*Supplied data:*
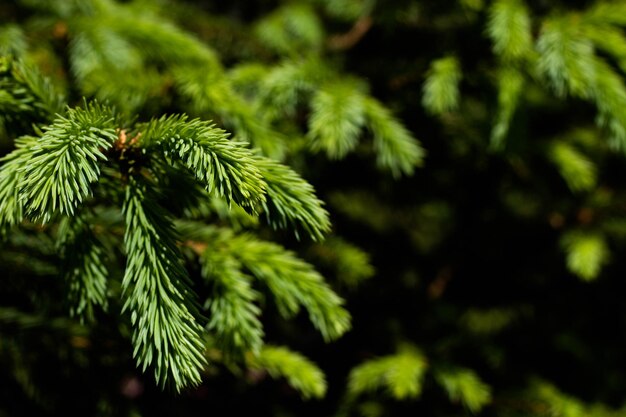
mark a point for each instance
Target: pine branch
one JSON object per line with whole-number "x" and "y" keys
{"x": 509, "y": 28}
{"x": 163, "y": 308}
{"x": 86, "y": 275}
{"x": 291, "y": 201}
{"x": 587, "y": 253}
{"x": 293, "y": 282}
{"x": 396, "y": 149}
{"x": 400, "y": 374}
{"x": 221, "y": 165}
{"x": 12, "y": 40}
{"x": 337, "y": 118}
{"x": 212, "y": 94}
{"x": 26, "y": 96}
{"x": 464, "y": 386}
{"x": 64, "y": 161}
{"x": 300, "y": 372}
{"x": 510, "y": 88}
{"x": 11, "y": 173}
{"x": 566, "y": 58}
{"x": 576, "y": 169}
{"x": 232, "y": 306}
{"x": 441, "y": 88}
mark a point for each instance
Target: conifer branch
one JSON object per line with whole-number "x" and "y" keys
{"x": 510, "y": 88}
{"x": 291, "y": 201}
{"x": 441, "y": 88}
{"x": 293, "y": 282}
{"x": 302, "y": 374}
{"x": 163, "y": 308}
{"x": 509, "y": 28}
{"x": 463, "y": 385}
{"x": 86, "y": 275}
{"x": 64, "y": 161}
{"x": 11, "y": 173}
{"x": 232, "y": 306}
{"x": 337, "y": 118}
{"x": 396, "y": 149}
{"x": 400, "y": 375}
{"x": 221, "y": 165}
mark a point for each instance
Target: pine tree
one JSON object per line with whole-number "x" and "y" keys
{"x": 171, "y": 170}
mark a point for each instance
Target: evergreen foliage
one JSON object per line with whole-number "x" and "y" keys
{"x": 189, "y": 191}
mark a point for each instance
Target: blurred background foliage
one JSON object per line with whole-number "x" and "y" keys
{"x": 481, "y": 265}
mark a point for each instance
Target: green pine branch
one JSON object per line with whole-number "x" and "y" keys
{"x": 163, "y": 308}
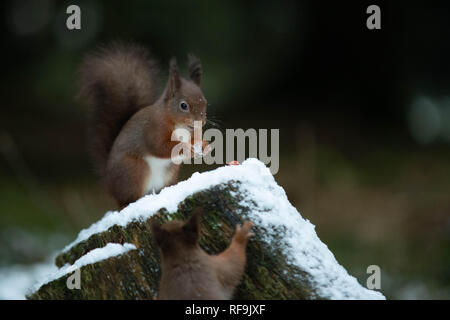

*Task description:* Where a line contains "Target: green pine branch", begin there and transcribe every line through the last one of the records above, exactly and with no pictures.

*Response:*
Target: green pine branch
one JSON object per line with whole-number "x" and "y" keys
{"x": 163, "y": 308}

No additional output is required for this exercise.